Metaphors are VIVID.
One of the ways in which we create metaphors is to ask comparison questions.
How is _______ like _________.
Comparison is one of the 5 Common Topics. You do not have to compare two seemingly similar things. Metaphor, particularly, is the comparison of two unlike things. A pen is like a pencil is not a metaphor. A pen is like a sword is a metaphor.
One of my favorite experiences this summer was at the Homeschooling from Rest Retreat when Jennifer Dow led us in a discussion comparing The Nightingale to Classical education.
Recently Andrew Kern asked "If the model for a school isn't the home, what is it?" He's known for his ambiguous, open-ended questions, but I had been pondering this a bit after watching The Liturgical Classroom and Virtue Formation with Jenny Rallens, so I timidly answered "a monastery?" Dr. Christopher Perrin chimed in a bit later with "A garden, museum, table and church--which is to say a monastery." This is a much fuller and more beautiful (and certainly less timid) answer. (And he tagged me in his answer, so I know I've "arrived." [wink])
I've been avoiding organizing and planning for the coming school year (paralyzed, really), but those four words have been running though my mind and heart: a garden, museum, table, and church. What do these mean? How would you model a school after these four elements? How would they inform your day or the content of your lessons? Are they physical realities or metaphorical? Both? How?
As these questions were swirling in my brain, I asked them on my Facebook page. Many friends joined in the discussion, and I wanted to share a bit of it here so that I could return to it again and again. It’s a long discussion, and I’ve only shared a portion here, but I hope it speaks into your life as you learn and teach your children (whether you homeschool or not).
[After this Facebook conversation I attended a Lost Tools of Writing workshop with Matt Bianco. He began our day by asking each attendee to share a metaphor for education. There was no time for explanation or discussion, but just reading all the metaphors on the board (more than thirty) was a powerful beginning to our day. We were able to make our own images and thoughts from the words. Journey, garden, window, feast. Climbing a mountain.]
One of the questions that came up in discussion is whether the home is a better model for a school and whether a monastery is modeled after a home.
I realized that the reason “a monastery” feeds my imagination in ways that “home” does not is that it is outside of my own reality.
For me, the idea of home is maybe too close to home—it’s more difficult for me to be metaphorical and imaginative about something that is so much a part of my every waking moment that I can't see it from the outside. Harder to make a model out of home when I'm not currently "doing home" in the way that I should.

---*---

→ Short problem 1
Answer these questions about the essay on educational metaphors:
(a) Which comparison involving a pen does the essay give as an example of a metaphor?
(b) What answer did Dr. Christopher Perrin give to the question about a model for a school?
(c) Who led the Lost Tools of Writing workshop?
The essay on educational metaphors and the rows that follow it are unrelated material.

---*---

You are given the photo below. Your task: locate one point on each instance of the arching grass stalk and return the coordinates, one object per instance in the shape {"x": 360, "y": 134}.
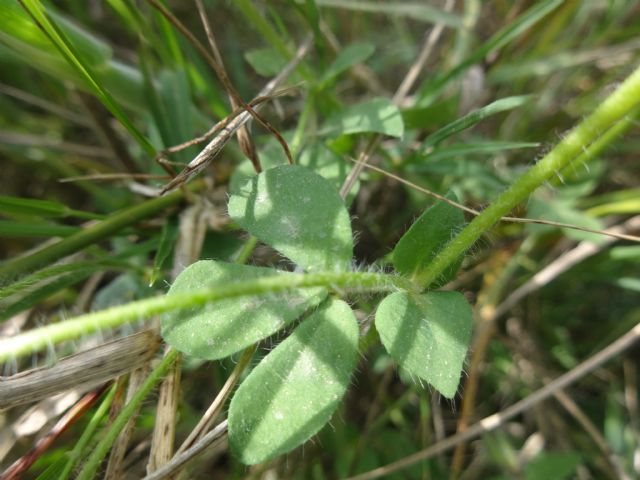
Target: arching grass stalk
{"x": 103, "y": 447}
{"x": 38, "y": 339}
{"x": 13, "y": 269}
{"x": 619, "y": 104}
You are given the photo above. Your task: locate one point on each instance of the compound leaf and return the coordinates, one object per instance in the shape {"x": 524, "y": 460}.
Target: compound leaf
{"x": 299, "y": 213}
{"x": 427, "y": 334}
{"x": 294, "y": 391}
{"x": 224, "y": 327}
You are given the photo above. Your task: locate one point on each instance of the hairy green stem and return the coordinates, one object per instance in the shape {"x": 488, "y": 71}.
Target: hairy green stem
{"x": 619, "y": 104}
{"x": 38, "y": 339}
{"x": 13, "y": 269}
{"x": 103, "y": 447}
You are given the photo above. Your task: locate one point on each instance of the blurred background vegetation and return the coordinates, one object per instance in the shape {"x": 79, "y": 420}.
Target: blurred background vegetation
{"x": 152, "y": 90}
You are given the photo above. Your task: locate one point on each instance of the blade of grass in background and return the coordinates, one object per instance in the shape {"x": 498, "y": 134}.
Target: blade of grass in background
{"x": 71, "y": 54}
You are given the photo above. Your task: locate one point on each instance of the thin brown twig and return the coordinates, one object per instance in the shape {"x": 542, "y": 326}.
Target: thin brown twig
{"x": 244, "y": 139}
{"x": 214, "y": 437}
{"x": 209, "y": 152}
{"x": 496, "y": 420}
{"x": 164, "y": 427}
{"x": 608, "y": 232}
{"x": 21, "y": 465}
{"x": 398, "y": 98}
{"x": 220, "y": 73}
{"x": 115, "y": 468}
{"x": 113, "y": 176}
{"x": 85, "y": 369}
{"x": 216, "y": 406}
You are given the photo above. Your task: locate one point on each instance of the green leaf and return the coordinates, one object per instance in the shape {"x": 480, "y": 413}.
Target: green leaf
{"x": 224, "y": 327}
{"x": 478, "y": 148}
{"x": 552, "y": 466}
{"x": 298, "y": 213}
{"x": 352, "y": 55}
{"x": 426, "y": 237}
{"x": 294, "y": 391}
{"x": 168, "y": 239}
{"x": 378, "y": 115}
{"x": 427, "y": 334}
{"x": 520, "y": 25}
{"x": 73, "y": 55}
{"x": 32, "y": 207}
{"x": 474, "y": 117}
{"x": 316, "y": 156}
{"x": 557, "y": 210}
{"x": 17, "y": 206}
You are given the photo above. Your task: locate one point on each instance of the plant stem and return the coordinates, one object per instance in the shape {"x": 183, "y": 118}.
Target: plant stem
{"x": 101, "y": 450}
{"x": 86, "y": 436}
{"x": 613, "y": 109}
{"x": 13, "y": 269}
{"x": 46, "y": 336}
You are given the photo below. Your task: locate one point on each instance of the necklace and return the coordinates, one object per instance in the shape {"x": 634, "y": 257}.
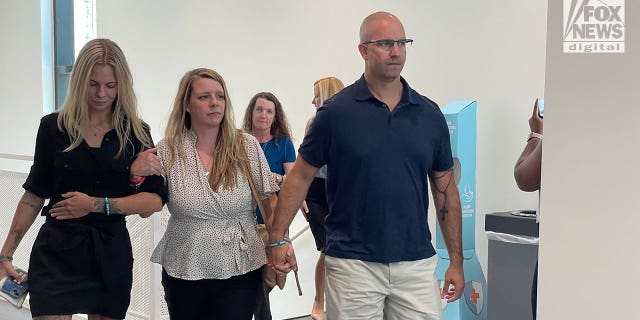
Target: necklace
{"x": 263, "y": 145}
{"x": 96, "y": 131}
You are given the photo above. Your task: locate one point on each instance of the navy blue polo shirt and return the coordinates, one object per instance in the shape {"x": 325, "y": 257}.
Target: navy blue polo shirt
{"x": 378, "y": 163}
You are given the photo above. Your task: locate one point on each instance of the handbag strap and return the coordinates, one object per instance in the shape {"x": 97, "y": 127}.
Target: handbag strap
{"x": 254, "y": 191}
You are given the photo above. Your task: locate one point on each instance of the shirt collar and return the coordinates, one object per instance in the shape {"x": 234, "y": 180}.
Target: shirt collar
{"x": 362, "y": 92}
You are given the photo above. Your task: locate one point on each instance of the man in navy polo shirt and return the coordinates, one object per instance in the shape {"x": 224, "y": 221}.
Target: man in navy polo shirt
{"x": 381, "y": 142}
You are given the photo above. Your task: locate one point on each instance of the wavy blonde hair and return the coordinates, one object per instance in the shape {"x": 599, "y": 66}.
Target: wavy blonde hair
{"x": 75, "y": 111}
{"x": 327, "y": 87}
{"x": 229, "y": 149}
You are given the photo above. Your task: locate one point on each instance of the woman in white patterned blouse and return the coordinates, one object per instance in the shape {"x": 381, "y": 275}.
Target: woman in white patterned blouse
{"x": 211, "y": 254}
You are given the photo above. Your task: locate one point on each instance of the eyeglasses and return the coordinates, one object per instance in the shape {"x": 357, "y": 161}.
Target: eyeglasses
{"x": 387, "y": 44}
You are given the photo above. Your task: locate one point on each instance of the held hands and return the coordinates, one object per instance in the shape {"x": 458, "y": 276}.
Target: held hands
{"x": 535, "y": 122}
{"x": 453, "y": 283}
{"x": 75, "y": 205}
{"x": 147, "y": 163}
{"x": 283, "y": 259}
{"x": 7, "y": 268}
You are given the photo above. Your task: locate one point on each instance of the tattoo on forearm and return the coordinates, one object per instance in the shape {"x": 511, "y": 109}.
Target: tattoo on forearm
{"x": 17, "y": 237}
{"x": 443, "y": 211}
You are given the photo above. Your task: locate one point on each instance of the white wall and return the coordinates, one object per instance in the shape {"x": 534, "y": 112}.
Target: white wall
{"x": 590, "y": 213}
{"x": 492, "y": 51}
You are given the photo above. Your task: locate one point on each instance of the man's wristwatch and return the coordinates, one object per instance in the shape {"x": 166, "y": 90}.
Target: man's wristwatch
{"x": 534, "y": 135}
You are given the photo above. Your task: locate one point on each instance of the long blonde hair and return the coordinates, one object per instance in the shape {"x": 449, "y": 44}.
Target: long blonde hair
{"x": 75, "y": 111}
{"x": 228, "y": 153}
{"x": 327, "y": 87}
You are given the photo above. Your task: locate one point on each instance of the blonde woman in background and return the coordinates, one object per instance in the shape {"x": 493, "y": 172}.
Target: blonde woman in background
{"x": 211, "y": 254}
{"x": 81, "y": 260}
{"x": 316, "y": 208}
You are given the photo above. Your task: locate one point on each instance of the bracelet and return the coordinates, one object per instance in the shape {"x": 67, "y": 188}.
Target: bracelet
{"x": 107, "y": 206}
{"x": 137, "y": 180}
{"x": 278, "y": 243}
{"x": 534, "y": 135}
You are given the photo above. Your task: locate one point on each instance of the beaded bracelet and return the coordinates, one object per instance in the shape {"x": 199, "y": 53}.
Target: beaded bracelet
{"x": 279, "y": 243}
{"x": 107, "y": 206}
{"x": 136, "y": 182}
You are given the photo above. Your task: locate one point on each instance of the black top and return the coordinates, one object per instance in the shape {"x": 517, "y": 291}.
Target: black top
{"x": 82, "y": 265}
{"x": 94, "y": 171}
{"x": 377, "y": 170}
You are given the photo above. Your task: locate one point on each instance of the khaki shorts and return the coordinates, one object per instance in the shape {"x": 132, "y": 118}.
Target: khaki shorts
{"x": 358, "y": 289}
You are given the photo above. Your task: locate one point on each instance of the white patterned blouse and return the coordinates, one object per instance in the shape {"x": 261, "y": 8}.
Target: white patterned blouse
{"x": 211, "y": 234}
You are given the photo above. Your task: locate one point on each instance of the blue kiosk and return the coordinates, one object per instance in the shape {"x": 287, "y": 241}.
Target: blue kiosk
{"x": 461, "y": 119}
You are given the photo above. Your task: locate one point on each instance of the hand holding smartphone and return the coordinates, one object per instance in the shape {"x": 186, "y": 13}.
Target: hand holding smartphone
{"x": 541, "y": 107}
{"x": 14, "y": 291}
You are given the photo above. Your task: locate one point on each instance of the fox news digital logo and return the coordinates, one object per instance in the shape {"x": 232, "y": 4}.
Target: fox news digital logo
{"x": 593, "y": 26}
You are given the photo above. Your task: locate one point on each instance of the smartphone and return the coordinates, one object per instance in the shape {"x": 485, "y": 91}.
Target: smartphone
{"x": 14, "y": 289}
{"x": 541, "y": 108}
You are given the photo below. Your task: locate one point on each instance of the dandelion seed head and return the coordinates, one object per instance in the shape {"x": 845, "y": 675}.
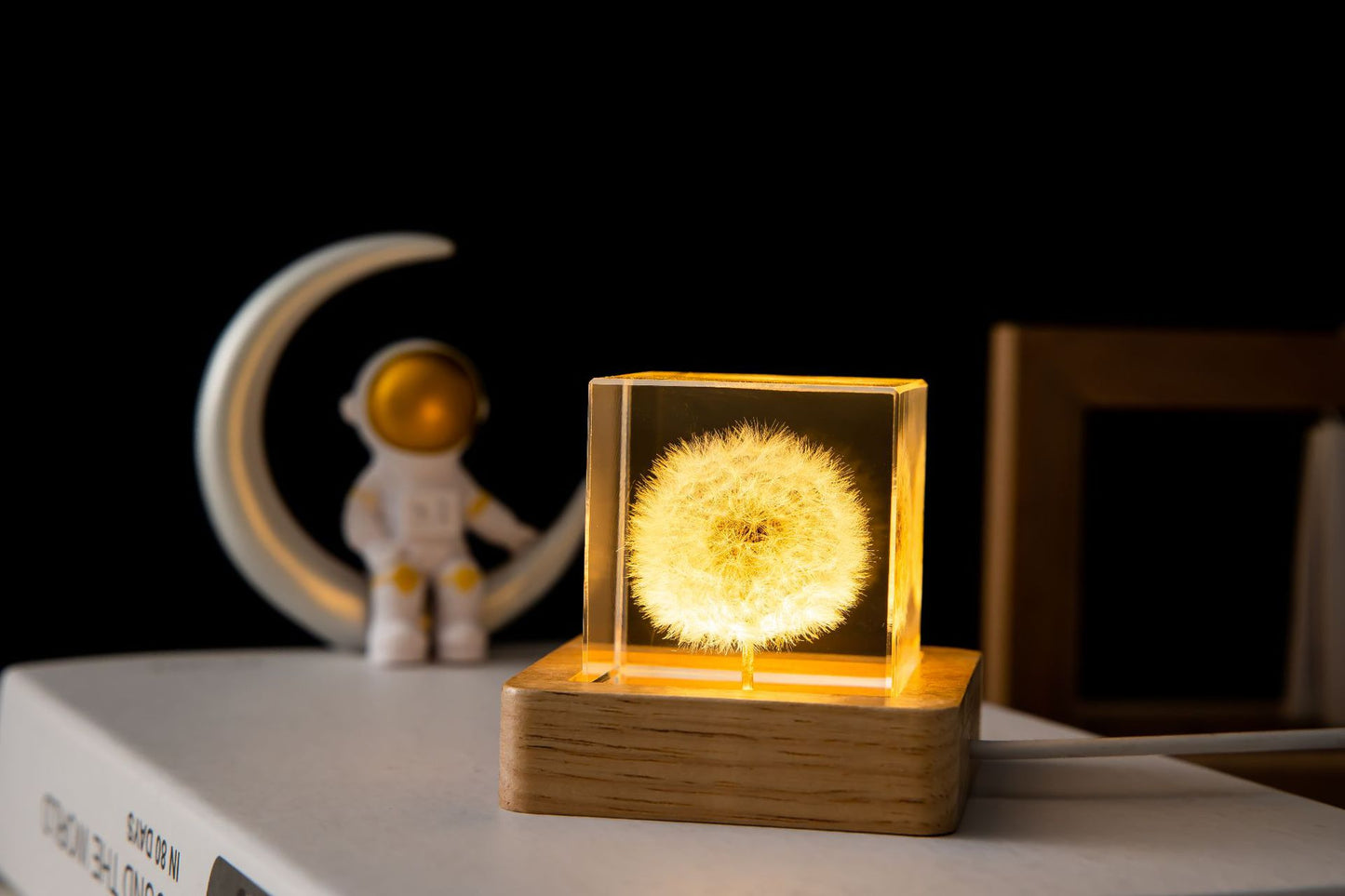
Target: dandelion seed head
{"x": 746, "y": 537}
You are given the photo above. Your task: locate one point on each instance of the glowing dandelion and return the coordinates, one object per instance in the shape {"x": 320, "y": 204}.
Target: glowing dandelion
{"x": 744, "y": 539}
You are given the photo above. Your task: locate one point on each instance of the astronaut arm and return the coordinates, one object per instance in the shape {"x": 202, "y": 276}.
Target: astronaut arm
{"x": 496, "y": 524}
{"x": 363, "y": 525}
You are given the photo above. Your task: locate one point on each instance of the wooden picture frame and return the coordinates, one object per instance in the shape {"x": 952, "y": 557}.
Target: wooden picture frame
{"x": 1042, "y": 383}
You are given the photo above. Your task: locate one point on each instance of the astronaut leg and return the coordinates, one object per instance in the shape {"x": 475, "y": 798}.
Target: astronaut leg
{"x": 396, "y": 616}
{"x": 459, "y": 592}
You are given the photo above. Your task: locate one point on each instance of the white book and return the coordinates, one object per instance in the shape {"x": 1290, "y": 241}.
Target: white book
{"x": 307, "y": 772}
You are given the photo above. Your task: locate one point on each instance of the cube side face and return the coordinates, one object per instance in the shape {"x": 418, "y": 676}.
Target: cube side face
{"x": 907, "y": 590}
{"x": 670, "y": 452}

---*---

→ Short problem 2
Select every row that contains the string "wooden", treating uppercase and lowercase as different.

→ Worked solution 1
(a) A pen is like a sword.
(b) "A garden, museum, table and church--which is to say a monastery."
(c) Matt Bianco.

→ Worked solution 2
You are given the photo above. Your task: locate one point on each instance of the wooden picture frame and return the coordinates, one object per instance in the shape {"x": 952, "y": 557}.
Target: wooden picture frame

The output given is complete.